May your heart be your guiding key.
Super Smash Bros. Ultimate fans are gearing up for a big reveal on October 5 when franchise director Masahiro Sakurai will show off the game’s final DLC fighter. Among the many possible candidates, Sora from Kingdom Hearts seems to be getting the most attention leading up to the announcement. Below, we outline fight reasons why the flagship keyblade-wielder may be the final addition to the roster — and three why he isn’t.
Shortly before the Nintendo Direct in which the Smash reveal livestream was announced, Sakurai tweeted this picture that features Sepiroth and Shulk doing some sky gazing. Sora is the Japanese word for sky, which meant this tweet was just cryptic enough to start the “Sora in Smash” conversation. We’re not sure this tweet means anything, but it definitely has some Kingdom Hearts vibes.
Mashahiro Sakurai has expressed love for the Kingdom Hearts series in the past, which has helped put Sora at the top of fan request lists for years. In 2017, Sakurai congratulated series director Tetsuya Nomura on the franchise’s success and said he “looks forward to another entry.” That’s not exactly a ton of information to go on, but it’s just enough to kick the tires on “Sora in Smash” speculation. After all, if Sakurai likes the characters, wouldn’t he lobby for them to be in his game at some point? It’s a possibility.
In 2005, Sakurai left his previous post at HAL Laboratories to start a company called Sora Ltd. While technically not a game development studio in its own right, it’s a company through which Sakurai contracts his directorial services to existing games. He’s been operating under the Sora Ltd. moniker for Smash since Brawl was released in 2008, so fans are familiar with seeing the Sora name every single time they roll credits for individual characters.
It’s not entirely clear if Sora Ltd. was actually named after the Kingdom Hearts character or “sora” as the Japanese word for sky, (sky’s the limit) but fans have been associating Sora with Super Smash Bros. ever since. In a way, adding Sora as the last Smash character would be a poetic way for Sakurai to insert a small bit of himself, and his company, in the very last pick. Given all the work he’s done to make the series what it is today, the shout-out is more than warranted.
Without delving too far into Kingdom Hearts 3 lore spoilers, it’s worth noting that Sora coming to Smash might even make narrative sense in the series’ timeline. In short, Sora is currently in a place where he’s taken on the task of exploring new worlds on his own, without help from the likes of Donald and Goofy.

## SOURCE MATERIAL
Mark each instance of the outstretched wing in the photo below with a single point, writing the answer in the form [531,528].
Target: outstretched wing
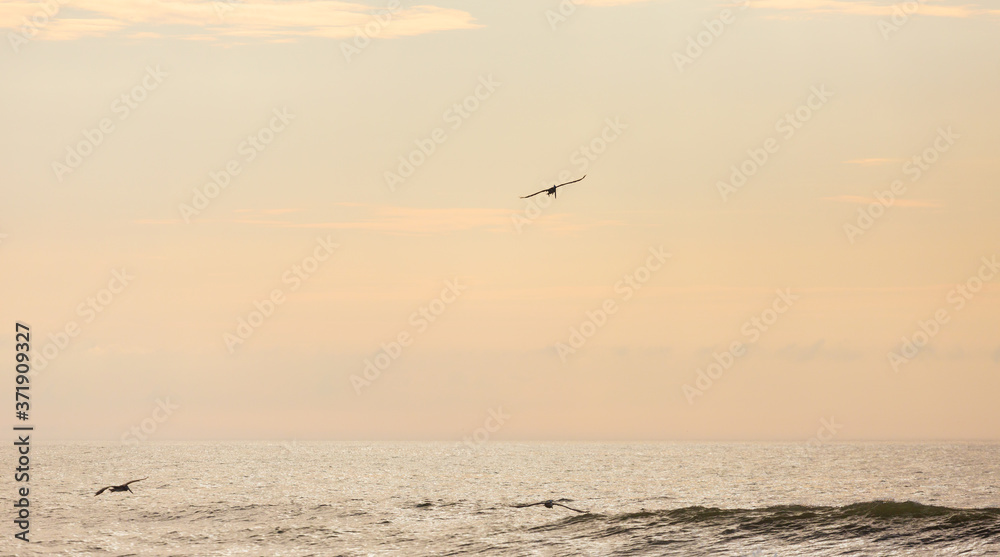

## WRITTEN INSTRUCTION 1
Name every fictional character mentioned in the article about Sora and Smash.
## WRITTEN INSTRUCTION 2
Pick up the article about Sora and Smash after its final sentence and write the next part.

## TASK OUTPUT 1
Sora, Sepiroth, Shulk, Donald, Goofy

## TASK OUTPUT 2
As a result, this might be the perfect time for Sora to find himself tied to a solo appearance in Smash Ultimate. Would it not be the most Nomura-like concept to actually tie a Smash cameo into the tangled web that is the Kingdom Hearts narrative? Might the Smash “world” be just another stop on his one-man quest? Excluding his iconic cartoon partners would make licensing less of a headache, and it would be relevant to the current story in a way that diehard Kingdom Hearts fans would greatly appreciate.
In case you’ve been out of the loop lately, the main reason why Smash fans have Sora at the top of their mind is because of a July 4chan post that recently resurfaced over the past few weeks. On July 30, several months before the character reveal livestream would be officially announced, an anonymous poster said, “I work for Disney music, [and] Nintendo called last week to request rights to several tracks from Kingdom Hearts to use in a ‘digital event’ on October 5.”
October 5, as it turns out, happens to be the exact day the final Smash Ultimate character is set to be revealed, and, because this poster provided that precise date so far in advance, the general assumption is that the information they’re providing is genuine. In short, Nintendo requested the license for these Kingdom Hearts tracks because they’ll be played during the livestream and likely associated with Sora’s potential stage as well. Music has become a major faucet of Smash over the years, so it’d make sense to request “several tracks for any new character.
In a 2020 Famitsu column Sakurai revealed he has no hand in picking upcoming DLC characters and instead has left that responsibility to Nintendo. As a result, any of the director’s fandom for Kingdom Hearts or the name of his company may not play as much of a role in the character selection as one might think. It’s still possible the corporate overlords see value in Sora as a character choice, but Nintendo having the final say might invalidate some of those other points.
Even if the above-listed 4chan rumor might seem like a slam dunk in terms of its accuracy, let’s not forget there are other reasons why Nintendo might want to license Kingdom Hearts music for a Smash event. Namely, there’s a distinct possibility Sora could be added as a Mii Swordfighter costume instead of as a bespoke fighter in his own right.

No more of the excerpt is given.